(EXERCISE 1)
In the interview excerpt, who is writing the character-driven drama that Justine will help produce and act in?
(EXERCISE 2)
From the interview excerpt, copy the passage that begins at the words "I had asked" and stops after "for me please.".

(EXCERPT PROVIDED)
+ + + + + + +

JUSTINE “Hmm, what a good question. I love to make people laugh, I love things that unify and I love to break people’s hearts open. I’ve got a dark comedy in the works, an absolutely ridiculous stoner comedy/sci-fi in the works and a very heartfelt character driven drama that Angie Nolan is writing. I’ll be helping to produce and act in it. Breaking people’s hearts open, making people laugh, unifying humanity, that’s my jam (laughing).”
I had asked Justine where I could get a bottle of that amazing, incredibly inspiring jam. She surprised me by informing me they will be selling jars of jam at the premiere of their next film. Reserve a case for me please.
HNMAG “As a producer, do you have any insight as to when theatres or film festivals will be reopening?”
JUSTINE “The RIO Theatre is opening in 8 days (woo hoo) on the 15th.. It’s our lovely rep centre here in East Van. I believe comedy clubs are also opening the same day, in BC anyways. I know that LA has already opened up quite a bit, but Toronto… (a head swaying, No).”

+ + + + + + +

(Dataset entries)
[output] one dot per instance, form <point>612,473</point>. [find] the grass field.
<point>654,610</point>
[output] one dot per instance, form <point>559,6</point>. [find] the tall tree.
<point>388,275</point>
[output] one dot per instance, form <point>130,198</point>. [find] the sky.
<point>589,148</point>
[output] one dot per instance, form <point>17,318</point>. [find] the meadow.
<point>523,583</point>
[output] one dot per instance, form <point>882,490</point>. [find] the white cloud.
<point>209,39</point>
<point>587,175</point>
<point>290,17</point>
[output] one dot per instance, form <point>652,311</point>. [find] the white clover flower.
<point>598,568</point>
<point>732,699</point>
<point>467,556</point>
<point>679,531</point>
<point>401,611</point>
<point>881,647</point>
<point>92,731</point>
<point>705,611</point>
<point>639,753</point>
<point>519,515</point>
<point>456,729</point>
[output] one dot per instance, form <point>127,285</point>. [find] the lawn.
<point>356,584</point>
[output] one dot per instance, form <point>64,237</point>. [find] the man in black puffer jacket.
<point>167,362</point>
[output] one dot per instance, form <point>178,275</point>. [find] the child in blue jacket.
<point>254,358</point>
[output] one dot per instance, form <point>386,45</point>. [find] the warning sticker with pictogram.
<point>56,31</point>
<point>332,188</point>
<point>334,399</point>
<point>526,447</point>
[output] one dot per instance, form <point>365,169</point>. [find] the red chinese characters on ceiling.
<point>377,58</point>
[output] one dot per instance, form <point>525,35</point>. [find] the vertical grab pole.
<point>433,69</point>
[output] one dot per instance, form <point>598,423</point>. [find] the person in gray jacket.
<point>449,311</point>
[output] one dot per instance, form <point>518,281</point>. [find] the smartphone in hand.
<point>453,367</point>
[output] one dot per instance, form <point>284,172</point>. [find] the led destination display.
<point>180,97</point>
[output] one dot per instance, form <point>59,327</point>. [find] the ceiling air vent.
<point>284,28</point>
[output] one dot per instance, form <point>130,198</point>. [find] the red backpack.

+ + + + + + +

(YOUR RESPONSE 1)
Angie Nolan

(YOUR RESPONSE 2)
I had asked Justine where I could get a bottle of that amazing, incredibly inspiring jam. She surprised me by informing me they will be selling jars of jam at the premiere of their next film. Reserve a case for me please.